--- TEXT SECTION ---

The doctor looked at the thing and had a disgusted look on his face as he said, "Well, it could be a lot of things. I don't know." He then wrote me a prescription for some cream, told me to slab it on there twice a day and if the monster gets any bigger to see my regular physician. Or not. Maybe a dermatologist. Or something.
So I went to the pharmacy and they didn't have the stuff and they asked me if I wanted to wait two days to have it shipped in. I looked at the lady with my one eye and asked her to call around. Somebody must have this crap. Somebody did have that crap. I went to the pharmacy next door, picked the junk up and bolted to the car. It was only 11am and if I was lucky I could be back to work by 11:30.
On the road, going 35mph while heading down a windy hill I decided now would be a good time for my first application. I opened the tube, put a dab on my finger and gently touched it to the mountain that used to be my eye. And it stung!!! I mean... STUNG! I screamed, my car swerved and through the tears in my one eye I did my best to realign my car back between the white and yellow lines.

--- MATERIAL SUPPLIED ---

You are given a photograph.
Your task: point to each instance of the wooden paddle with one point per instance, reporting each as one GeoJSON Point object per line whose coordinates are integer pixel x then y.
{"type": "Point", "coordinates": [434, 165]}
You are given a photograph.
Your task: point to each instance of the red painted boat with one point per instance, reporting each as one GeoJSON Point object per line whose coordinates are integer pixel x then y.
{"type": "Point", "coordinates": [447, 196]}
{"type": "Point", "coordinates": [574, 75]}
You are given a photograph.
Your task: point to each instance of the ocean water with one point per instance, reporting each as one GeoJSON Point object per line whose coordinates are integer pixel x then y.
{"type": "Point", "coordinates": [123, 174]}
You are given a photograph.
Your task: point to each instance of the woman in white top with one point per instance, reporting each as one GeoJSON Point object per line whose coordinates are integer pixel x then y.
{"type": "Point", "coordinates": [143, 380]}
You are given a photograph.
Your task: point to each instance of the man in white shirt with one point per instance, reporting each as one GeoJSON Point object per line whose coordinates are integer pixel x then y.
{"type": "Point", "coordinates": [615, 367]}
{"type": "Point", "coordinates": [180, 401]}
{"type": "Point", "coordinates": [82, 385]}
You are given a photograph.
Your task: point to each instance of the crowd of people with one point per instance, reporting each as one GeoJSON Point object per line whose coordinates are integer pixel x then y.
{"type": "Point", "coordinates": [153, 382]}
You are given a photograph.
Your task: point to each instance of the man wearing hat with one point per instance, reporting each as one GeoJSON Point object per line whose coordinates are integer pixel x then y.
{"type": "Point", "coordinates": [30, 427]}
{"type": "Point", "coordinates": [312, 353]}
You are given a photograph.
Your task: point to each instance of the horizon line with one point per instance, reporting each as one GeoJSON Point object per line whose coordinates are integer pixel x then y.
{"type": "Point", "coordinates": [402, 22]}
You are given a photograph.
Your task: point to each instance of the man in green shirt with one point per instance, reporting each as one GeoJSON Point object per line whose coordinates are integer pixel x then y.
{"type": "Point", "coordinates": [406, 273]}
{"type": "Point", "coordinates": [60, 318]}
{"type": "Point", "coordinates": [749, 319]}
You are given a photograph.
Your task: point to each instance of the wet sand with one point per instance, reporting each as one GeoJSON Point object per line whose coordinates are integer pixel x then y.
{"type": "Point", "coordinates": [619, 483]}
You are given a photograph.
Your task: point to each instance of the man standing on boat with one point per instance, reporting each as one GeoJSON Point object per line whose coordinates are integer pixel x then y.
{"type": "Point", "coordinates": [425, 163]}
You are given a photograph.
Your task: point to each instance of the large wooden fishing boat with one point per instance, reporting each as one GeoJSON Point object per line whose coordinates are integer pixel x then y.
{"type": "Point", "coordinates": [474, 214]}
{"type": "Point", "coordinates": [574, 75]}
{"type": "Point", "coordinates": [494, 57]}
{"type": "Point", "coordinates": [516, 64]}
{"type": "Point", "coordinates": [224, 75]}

---

▸ ASSIGNMENT A:
Condense the paragraph of the eye-cream story that begins "So I went to the pharmacy" into a shorter version that keeps its main facts.
▸ ASSIGNMENT B:
Pick up the eye-cream story after its final sentence and continue it.

▸ WRITTEN RESPONSE A:
The first pharmacy didn't have the cream and offered to ship it in within two days. Instead, I asked them to call other stores. The pharmacy next door had it, so I bought it there and rushed to the car. It was only 11am, and with luck I could be back at work by 11:30.

▸ WRITTEN RESPONSE B:
By noon, I could open my eye a little bit. I went to work and had a crap of a day. Seriously. It was pretty bad. I almost threw my little teaching notebook down and walked out of there. Who do they think they are, anyway??
I tried the cream again that night for my second daily application. It didn't go much better than the first. The only thing more disturbing than the searing pain that went through the back of my eye, into my head and down my spine was the fact that my matching screams didn't attract a single neighbor to check up on me. Comforting.
Good news, though. I can open my eye. It's ugly. But it's open.